* start *

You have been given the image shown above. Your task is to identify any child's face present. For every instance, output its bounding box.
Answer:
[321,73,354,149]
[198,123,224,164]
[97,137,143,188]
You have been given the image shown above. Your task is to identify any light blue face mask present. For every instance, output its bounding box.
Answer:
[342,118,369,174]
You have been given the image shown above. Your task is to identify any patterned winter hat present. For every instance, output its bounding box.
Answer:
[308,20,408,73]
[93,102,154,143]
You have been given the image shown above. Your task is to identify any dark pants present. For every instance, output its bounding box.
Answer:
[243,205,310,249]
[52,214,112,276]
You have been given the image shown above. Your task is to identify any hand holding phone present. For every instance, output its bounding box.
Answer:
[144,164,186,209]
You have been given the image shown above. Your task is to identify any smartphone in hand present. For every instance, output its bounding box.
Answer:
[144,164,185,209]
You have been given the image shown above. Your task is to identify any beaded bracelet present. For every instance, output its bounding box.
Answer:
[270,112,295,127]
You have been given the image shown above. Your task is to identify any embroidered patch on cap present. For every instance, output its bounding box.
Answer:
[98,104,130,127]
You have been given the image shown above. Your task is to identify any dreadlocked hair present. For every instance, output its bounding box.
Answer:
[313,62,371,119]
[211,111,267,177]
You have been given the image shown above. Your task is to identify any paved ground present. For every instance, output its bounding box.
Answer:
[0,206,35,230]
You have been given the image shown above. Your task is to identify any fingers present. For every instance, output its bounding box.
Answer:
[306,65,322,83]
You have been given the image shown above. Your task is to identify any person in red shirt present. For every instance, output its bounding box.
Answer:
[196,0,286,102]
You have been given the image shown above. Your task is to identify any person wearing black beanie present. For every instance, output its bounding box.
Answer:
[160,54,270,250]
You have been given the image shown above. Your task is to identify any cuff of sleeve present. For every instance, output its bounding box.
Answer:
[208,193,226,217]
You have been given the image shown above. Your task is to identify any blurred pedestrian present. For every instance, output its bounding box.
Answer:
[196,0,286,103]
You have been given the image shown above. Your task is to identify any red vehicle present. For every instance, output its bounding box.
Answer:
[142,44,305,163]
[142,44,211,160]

* end *
* start *

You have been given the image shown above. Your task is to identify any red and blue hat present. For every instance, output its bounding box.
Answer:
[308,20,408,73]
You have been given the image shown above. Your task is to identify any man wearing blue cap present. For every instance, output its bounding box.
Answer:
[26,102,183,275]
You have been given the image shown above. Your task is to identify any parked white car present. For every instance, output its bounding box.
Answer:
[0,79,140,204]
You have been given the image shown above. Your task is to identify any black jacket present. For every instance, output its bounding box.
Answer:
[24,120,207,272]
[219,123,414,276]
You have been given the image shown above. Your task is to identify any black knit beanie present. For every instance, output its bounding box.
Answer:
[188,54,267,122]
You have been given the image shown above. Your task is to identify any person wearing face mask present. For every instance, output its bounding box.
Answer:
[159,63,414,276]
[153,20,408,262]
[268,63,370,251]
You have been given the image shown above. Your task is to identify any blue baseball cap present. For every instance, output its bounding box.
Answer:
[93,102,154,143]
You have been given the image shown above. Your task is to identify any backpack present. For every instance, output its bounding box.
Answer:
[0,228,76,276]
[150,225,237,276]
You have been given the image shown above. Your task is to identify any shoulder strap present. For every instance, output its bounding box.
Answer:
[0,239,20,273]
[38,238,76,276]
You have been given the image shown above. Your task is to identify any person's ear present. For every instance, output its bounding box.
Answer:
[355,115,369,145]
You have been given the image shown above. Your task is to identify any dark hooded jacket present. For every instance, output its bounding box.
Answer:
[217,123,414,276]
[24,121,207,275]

* end *

#### What is expected
Repeat the lines exactly, starting with the line that contains "identify any cuff" and going on through the line that contains "[196,0,286,103]". Include both of those lines and nothing else.

#### Written response
You have been given the image shown above. Your task is to identify any cuff of sleeve present. For every instance, output its bounding box.
Answer:
[208,193,226,217]
You have been given the image shown above. Your task is to identify any blurred pedestrian present. For every instance, output its bounding box.
Answer:
[196,0,286,103]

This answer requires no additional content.